The price tag on healthcare services and medications is soaring, the average American can't afford his deductible, and too many physicians are suffering from burnout. Experts speaking Monday at a University of Chicago symposium on the Affordable Care Act agree the healthcare law is a step toward fixing a broken system by incentivizing physicians to produce better outcomes, but on the road to paying for value instead of volume, the industry has miles to go.
“What you have to do is change the intrinsic structure of healthcare,” Dr. Robbie Pearl, executive director and CEO of the Permanente Medical Group, said during a panel discussion at the symposium in Chicago. “It's going to have to be integrated… It's going to have to be prepaid, whether it's prepaid at the capitated level or a bundled payment in some particular fashion. It's going to require people to come together in a way that they work as one, and it's going to require physician leadership to make it happen.”

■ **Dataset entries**
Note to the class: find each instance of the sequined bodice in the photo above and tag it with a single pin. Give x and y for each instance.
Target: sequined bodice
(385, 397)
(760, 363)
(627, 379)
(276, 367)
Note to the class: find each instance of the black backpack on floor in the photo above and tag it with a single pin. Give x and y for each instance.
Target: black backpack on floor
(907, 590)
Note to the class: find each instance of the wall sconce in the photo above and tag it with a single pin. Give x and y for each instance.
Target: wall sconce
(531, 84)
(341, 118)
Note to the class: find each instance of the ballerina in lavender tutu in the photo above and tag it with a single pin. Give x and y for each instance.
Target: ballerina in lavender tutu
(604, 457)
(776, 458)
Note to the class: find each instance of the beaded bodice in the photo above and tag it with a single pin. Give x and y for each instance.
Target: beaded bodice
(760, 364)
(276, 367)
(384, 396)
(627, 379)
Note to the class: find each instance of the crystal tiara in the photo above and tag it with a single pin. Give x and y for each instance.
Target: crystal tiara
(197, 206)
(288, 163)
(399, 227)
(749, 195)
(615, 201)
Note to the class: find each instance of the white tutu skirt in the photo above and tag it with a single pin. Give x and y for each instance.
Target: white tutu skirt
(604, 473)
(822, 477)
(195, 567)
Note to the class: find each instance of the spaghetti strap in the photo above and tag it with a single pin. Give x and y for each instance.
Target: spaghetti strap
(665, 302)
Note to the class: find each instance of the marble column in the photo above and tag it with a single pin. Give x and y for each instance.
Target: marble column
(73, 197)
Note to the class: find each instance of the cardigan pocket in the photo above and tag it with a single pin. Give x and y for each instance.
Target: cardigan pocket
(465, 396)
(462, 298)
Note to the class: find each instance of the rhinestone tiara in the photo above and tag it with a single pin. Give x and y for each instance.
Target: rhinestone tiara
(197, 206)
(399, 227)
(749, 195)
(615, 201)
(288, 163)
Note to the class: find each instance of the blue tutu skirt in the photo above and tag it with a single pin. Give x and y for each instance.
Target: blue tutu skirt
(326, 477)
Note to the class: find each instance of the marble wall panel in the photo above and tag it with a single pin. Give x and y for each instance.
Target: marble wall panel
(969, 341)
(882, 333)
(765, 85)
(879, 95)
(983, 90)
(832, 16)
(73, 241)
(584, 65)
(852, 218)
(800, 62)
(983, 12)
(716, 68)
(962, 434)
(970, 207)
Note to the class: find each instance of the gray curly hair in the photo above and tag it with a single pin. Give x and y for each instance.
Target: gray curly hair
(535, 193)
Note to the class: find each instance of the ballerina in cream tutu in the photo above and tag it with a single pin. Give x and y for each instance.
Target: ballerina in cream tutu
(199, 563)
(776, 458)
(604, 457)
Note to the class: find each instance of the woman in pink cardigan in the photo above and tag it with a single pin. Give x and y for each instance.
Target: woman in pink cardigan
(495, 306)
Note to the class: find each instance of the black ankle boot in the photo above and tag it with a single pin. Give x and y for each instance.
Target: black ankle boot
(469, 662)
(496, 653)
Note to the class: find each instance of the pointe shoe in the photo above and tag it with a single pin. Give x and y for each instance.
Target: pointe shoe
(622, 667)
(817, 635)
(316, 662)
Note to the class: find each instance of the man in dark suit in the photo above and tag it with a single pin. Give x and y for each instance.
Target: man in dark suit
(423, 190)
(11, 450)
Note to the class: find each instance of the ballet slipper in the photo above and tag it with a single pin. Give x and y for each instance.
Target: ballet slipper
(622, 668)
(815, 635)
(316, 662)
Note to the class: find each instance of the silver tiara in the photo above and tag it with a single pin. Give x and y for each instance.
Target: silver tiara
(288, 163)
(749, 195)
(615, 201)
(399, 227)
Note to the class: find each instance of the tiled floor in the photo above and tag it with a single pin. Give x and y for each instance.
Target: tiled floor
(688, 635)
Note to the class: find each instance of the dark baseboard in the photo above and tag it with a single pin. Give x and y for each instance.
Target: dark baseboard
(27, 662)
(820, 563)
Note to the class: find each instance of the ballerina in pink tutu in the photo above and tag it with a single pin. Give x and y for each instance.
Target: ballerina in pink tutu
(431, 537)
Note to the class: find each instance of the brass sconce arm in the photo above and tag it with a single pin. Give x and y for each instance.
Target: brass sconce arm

■ **Directions**
Return the complete passage about the Affordable Care Act symposium word for word. Rely only on the passage about the Affordable Care Act symposium.

■ **Expected output**
The price tag on healthcare services and medications is soaring, the average American can't afford his deductible, and too many physicians are suffering from burnout. Experts speaking Monday at a University of Chicago symposium on the Affordable Care Act agree the healthcare law is a step toward fixing a broken system by incentivizing physicians to produce better outcomes, but on the road to paying for value instead of volume, the industry has miles to go.
“What you have to do is change the intrinsic structure of healthcare,” Dr. Robbie Pearl, executive director and CEO of the Permanente Medical Group, said during a panel discussion at the symposium in Chicago. “It's going to have to be integrated… It's going to have to be prepaid, whether it's prepaid at the capitated level or a bundled payment in some particular fashion. It's going to require people to come together in a way that they work as one, and it's going to require physician leadership to make it happen.”